AIM | Reproduce all of the lines below, requests included, shifting every bounding-box coordinate in the answers by adding 6 to it. Leave the sample coordinates within the requests unchanged.

## start RECORDS SHOWN

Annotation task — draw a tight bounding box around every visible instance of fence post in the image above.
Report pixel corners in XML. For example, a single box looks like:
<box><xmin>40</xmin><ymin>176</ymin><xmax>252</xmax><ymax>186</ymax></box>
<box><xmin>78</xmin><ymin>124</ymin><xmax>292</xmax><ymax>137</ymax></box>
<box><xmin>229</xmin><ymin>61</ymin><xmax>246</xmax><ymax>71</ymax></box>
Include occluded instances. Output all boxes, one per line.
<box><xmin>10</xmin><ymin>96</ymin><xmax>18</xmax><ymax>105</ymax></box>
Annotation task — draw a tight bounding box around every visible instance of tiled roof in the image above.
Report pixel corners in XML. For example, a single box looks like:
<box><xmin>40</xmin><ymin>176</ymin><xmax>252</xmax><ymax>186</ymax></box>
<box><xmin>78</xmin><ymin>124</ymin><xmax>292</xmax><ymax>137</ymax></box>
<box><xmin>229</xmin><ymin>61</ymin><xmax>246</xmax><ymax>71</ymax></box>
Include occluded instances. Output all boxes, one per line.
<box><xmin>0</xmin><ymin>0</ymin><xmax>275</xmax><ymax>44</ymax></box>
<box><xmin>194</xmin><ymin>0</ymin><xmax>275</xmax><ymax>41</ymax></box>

## end RECORDS SHOWN

ANSWER TO THE TASK |
Annotation task — draw a tight bounding box around every visible instance of fence post in the image above.
Report pixel corners in XML. For example, a single box looks like:
<box><xmin>40</xmin><ymin>176</ymin><xmax>252</xmax><ymax>186</ymax></box>
<box><xmin>78</xmin><ymin>124</ymin><xmax>292</xmax><ymax>137</ymax></box>
<box><xmin>229</xmin><ymin>61</ymin><xmax>246</xmax><ymax>71</ymax></box>
Include occluded instances. Output all boxes, one per line.
<box><xmin>16</xmin><ymin>102</ymin><xmax>24</xmax><ymax>111</ymax></box>
Annotation task — draw a tight bounding box around every visible instance of tiled roof in the image above.
Report pixel corners in XML. For example, a single box looks like:
<box><xmin>40</xmin><ymin>176</ymin><xmax>252</xmax><ymax>186</ymax></box>
<box><xmin>78</xmin><ymin>124</ymin><xmax>292</xmax><ymax>137</ymax></box>
<box><xmin>229</xmin><ymin>61</ymin><xmax>246</xmax><ymax>71</ymax></box>
Include occluded instances. Output all boxes, one per line.
<box><xmin>6</xmin><ymin>6</ymin><xmax>281</xmax><ymax>50</ymax></box>
<box><xmin>200</xmin><ymin>6</ymin><xmax>281</xmax><ymax>47</ymax></box>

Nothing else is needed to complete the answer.